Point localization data

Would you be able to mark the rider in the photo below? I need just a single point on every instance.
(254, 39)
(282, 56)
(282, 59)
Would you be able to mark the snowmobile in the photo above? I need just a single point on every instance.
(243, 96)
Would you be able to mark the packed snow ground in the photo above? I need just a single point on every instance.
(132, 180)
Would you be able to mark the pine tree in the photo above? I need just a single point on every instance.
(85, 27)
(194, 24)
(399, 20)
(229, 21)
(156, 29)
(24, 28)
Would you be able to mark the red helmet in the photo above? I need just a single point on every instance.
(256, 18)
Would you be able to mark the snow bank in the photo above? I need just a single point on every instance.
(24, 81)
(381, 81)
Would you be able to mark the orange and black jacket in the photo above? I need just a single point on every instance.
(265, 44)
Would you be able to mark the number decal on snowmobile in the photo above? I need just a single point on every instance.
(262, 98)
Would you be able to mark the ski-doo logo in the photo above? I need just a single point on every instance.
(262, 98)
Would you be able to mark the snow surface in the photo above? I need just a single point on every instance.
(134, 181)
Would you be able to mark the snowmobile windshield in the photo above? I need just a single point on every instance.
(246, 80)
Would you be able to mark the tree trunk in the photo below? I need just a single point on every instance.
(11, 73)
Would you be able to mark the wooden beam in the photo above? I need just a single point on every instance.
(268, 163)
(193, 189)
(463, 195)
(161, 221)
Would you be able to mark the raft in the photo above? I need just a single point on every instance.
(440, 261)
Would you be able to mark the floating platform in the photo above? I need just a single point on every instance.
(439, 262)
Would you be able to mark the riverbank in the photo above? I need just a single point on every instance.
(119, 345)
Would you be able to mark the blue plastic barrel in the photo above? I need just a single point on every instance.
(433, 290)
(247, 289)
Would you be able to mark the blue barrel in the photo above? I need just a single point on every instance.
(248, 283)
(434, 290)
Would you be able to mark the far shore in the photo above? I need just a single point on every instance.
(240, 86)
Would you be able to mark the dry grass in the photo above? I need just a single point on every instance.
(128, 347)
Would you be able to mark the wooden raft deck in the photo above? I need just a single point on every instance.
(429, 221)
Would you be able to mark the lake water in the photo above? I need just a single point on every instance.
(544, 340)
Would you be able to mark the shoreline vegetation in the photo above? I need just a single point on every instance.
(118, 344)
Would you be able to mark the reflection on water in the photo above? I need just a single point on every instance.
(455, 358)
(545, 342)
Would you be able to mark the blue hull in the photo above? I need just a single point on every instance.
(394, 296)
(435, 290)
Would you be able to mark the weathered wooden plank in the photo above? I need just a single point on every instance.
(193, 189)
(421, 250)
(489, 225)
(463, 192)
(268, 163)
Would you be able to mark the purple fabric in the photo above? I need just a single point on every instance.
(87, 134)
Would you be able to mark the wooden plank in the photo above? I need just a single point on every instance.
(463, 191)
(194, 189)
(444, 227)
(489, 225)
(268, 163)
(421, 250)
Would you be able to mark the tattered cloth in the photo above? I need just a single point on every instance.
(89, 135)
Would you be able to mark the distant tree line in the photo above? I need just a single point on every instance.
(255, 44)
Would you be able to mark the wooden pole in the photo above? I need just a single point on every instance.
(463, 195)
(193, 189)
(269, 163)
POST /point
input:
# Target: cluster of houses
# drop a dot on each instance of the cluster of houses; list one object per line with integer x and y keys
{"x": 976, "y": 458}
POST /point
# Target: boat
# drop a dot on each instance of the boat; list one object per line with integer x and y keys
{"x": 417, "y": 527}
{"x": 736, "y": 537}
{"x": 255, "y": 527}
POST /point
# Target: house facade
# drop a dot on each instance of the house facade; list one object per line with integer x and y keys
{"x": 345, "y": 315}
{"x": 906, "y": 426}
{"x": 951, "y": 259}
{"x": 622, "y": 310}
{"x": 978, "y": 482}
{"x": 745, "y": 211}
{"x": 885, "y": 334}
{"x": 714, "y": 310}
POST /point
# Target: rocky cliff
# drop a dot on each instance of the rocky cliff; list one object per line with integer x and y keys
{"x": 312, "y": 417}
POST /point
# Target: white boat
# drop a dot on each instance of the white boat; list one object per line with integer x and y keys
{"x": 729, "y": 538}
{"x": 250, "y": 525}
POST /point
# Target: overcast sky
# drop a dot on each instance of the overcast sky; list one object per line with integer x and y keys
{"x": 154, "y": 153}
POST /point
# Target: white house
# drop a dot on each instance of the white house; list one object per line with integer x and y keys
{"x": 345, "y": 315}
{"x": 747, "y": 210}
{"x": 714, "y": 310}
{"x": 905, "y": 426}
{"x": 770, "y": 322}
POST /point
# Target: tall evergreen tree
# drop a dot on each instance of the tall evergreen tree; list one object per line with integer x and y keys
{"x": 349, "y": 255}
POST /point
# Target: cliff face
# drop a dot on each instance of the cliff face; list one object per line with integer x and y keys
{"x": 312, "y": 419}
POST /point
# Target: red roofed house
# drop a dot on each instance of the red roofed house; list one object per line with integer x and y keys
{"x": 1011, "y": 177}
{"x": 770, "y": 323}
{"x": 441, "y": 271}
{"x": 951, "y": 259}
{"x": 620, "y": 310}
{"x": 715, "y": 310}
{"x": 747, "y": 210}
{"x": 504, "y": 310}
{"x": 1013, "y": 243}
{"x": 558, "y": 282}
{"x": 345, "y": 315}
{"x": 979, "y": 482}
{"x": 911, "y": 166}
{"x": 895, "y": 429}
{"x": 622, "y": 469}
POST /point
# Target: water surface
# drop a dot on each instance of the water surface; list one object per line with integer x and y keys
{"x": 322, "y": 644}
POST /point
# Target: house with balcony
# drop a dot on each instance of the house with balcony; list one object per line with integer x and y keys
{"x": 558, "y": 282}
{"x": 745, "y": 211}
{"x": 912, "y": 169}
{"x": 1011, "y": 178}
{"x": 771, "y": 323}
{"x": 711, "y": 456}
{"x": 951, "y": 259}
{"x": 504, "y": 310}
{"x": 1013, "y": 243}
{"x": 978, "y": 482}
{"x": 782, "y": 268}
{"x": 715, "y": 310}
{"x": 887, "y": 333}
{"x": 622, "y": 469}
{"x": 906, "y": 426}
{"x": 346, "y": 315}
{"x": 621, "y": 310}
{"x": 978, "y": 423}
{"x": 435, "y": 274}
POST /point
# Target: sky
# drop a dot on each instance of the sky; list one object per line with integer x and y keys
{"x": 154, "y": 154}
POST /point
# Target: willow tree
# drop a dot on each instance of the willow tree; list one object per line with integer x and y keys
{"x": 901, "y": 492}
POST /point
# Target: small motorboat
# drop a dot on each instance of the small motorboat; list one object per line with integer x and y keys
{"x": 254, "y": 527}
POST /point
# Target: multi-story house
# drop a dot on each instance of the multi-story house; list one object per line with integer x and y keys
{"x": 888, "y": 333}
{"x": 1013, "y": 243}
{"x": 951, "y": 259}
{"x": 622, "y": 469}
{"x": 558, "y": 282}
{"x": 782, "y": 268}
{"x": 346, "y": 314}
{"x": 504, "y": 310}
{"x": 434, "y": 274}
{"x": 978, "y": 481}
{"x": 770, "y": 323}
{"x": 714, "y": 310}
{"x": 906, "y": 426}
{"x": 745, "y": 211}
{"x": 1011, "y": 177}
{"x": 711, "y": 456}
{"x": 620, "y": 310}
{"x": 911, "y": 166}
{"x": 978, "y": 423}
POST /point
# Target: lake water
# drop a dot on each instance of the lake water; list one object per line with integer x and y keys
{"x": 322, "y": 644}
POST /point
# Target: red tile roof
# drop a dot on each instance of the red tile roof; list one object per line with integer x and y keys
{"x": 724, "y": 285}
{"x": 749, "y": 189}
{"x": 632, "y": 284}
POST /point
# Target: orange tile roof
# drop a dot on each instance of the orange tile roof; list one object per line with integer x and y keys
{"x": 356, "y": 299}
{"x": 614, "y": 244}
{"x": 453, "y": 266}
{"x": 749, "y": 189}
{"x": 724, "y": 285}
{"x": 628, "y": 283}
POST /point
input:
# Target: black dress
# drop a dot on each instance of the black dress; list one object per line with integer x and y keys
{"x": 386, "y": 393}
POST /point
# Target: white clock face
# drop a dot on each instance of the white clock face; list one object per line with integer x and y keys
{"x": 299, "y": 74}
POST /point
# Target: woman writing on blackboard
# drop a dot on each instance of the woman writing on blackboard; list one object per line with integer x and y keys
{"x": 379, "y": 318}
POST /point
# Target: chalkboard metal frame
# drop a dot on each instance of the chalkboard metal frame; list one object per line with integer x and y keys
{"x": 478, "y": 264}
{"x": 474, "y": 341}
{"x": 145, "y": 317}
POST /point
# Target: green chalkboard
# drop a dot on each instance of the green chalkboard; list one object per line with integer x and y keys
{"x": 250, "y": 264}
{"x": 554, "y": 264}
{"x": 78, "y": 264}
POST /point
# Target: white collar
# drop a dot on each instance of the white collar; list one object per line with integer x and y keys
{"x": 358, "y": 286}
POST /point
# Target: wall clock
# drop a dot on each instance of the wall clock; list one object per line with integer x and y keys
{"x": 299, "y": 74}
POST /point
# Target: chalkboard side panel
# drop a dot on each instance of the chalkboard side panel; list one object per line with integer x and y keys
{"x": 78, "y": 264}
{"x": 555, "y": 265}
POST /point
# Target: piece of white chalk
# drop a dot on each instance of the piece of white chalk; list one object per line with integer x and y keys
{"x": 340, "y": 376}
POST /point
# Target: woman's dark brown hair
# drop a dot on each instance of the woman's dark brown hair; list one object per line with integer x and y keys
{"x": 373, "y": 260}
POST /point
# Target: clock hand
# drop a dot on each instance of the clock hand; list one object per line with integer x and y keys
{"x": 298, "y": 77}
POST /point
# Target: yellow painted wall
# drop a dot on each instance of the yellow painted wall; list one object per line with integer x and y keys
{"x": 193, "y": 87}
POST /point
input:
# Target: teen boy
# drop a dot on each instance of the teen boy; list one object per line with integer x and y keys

What is needed
What lines above hold the word "teen"? List them all.

Exercise result
# Target: teen boy
# drop a dot on each instance of the teen boy; list one object per line with integer x and y keys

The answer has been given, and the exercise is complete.